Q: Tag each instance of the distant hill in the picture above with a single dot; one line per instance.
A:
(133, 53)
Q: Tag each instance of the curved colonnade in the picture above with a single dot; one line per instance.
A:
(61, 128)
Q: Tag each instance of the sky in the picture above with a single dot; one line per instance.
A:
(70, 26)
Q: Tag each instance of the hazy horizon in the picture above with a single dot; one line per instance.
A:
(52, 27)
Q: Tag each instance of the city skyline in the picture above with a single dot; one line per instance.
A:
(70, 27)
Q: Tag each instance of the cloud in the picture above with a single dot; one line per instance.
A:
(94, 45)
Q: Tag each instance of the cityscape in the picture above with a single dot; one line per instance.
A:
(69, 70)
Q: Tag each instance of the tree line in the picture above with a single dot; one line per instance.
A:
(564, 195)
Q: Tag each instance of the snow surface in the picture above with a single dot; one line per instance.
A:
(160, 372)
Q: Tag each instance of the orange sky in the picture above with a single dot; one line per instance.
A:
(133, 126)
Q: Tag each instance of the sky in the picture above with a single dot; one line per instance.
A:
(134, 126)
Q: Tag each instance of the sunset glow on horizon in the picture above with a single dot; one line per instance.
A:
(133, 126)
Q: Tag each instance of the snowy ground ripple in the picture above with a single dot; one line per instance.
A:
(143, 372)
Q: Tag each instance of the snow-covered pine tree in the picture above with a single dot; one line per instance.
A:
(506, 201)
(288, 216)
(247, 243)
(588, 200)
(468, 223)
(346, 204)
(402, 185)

═══

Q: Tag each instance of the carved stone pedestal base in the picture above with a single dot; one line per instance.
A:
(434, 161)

═══

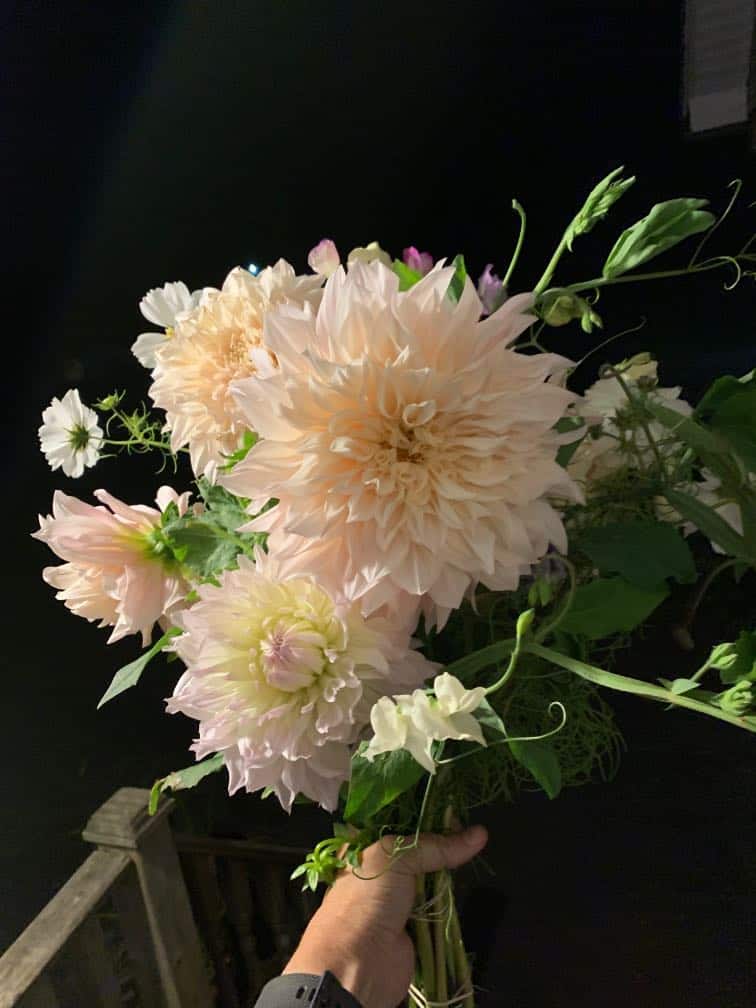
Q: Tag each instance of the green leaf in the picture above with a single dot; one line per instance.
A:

═══

• [Task instructions]: Show each line in the material above that contains the word "horizon", copied in full.

• [Reply to the task]:
Q: Tag each instance of the hazy horizon in the picture above with a single dot; one line per instance.
Q: Tag each instance of the sunset glow on horizon in the picture above with a single dot; one line per instance.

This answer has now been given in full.